● **Quoted passage**:

────────

Krishna Sankar (ksankar)

unread,

Aug 29, 2008, 11:52:07 AM8/29/08

to cloud-c...@googlegroups.com

While I agree with your thoughts, I think it is not I/O vs.
computational aspect that drives MapReduce - MapReduce will work well in
both situations. MapReduce can be applied to
little-I/O-large-computational problems - it will resemble the grids.
What drives MapReduce is the scale and nature of the problem. Any
massively parallel, functionally decomposable problem will achieve
exponential performance advantage with MapReduce - to I/O or not to I/O.

Cheers
<k/>

Geoffrey Fox

unread,

Aug 29, 2008, 1:29:19 PM8/29/08

to cloud-c...@googlegroups.com

So lets look at the two features of of MapReduce
1) High level Interface. Some problems -- including obviously very important ones demonstrated by Google -- can be implemented elegantly by such functional languages. However we were told 25 years ago that functional languages would revolutionize all parallel computing computing. That was found to be false as many problems are poorly represented in this fashion. Further the success of MapReduce has been seen before in many of the 100's of workflow approaches with a variety of visual and language interfaces. So this part of MapReduce but not so general and not so novel
2) Runtime. Here I hope and expect Google has a great implementation. On the other hand, Hadoop has many limitations and MPI (possibly augmented by well studied fault tolerance mechanisms) has some advantages. It is much higher performance and as the synchronization mechanism is distributed has natural scaling. MPI of course does scale to many tens of thousands of cores; it will continue to scale on much large systems -- the scaling is intrinsic to its architecture as I assume it is Google's implementation

-- 
:
: Geoffrey Fox  g...@indiana.edu FAX 8128567972 http://www.infomall.org
: Phones Cell 812-219-4643 Home 8123239196 Lab 8128567977
: SkypeIn 812-669-0772 with voicemail, International cell 8123910207

Jaliya Ekanayake

unread,

Aug 29, 2008, 2:14:41 PM8/29/08

to cloud-c...@googlegroups.com

> While I agree with your thoughts, I think it is not I/O vs.
> computational aspect that drives MapReduce - MapReduce will work well
> in both situations.

Yes, MapReduce will work in both situations. However, my point is that the
"exponential performance advantage" that we expect to achieve may not be
possible unless we use a right implementation of the MapReduce that is
suitable for the class of applications.

Thanks
Jaliya

l...@aero.org

unread,

Aug 29, 2008, 7:50:17 PM8/29/08

to cloud-c...@googlegroups.com, cr...@mhbackup.aero.org

Another important factor for MapReduce's popularity (and effectiveness) is that
it matches the target application environment -- that is to say, massive data
that may be distributed and can be accordingly partitioned and processed
independently. Hence, coupling this well-known, functional
programming paradigm
with a distributed file system for accessing all that data is highly effective
for this class of applications that is now being enabled by the increasingly
connected infomasses being collected by various organizations.

────────

● **Dataset excerpt**:
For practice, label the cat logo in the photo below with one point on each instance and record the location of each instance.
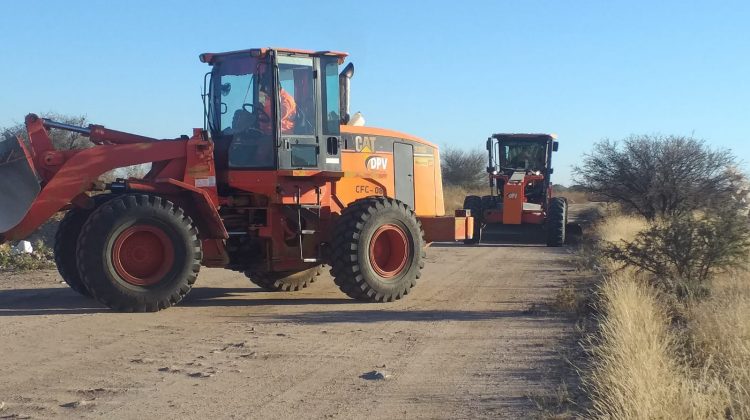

────────

● **What the exercise asks**: Please list the time of day at which each post in the MapReduce thread was sent, in the order the posts appear. The lines above come from a separate source, unrelated to the MapReduce thread.

● **Answer to the problem**:
11:52:07 AM
1:29:19 PM
2:14:41 PM
7:50:17 PM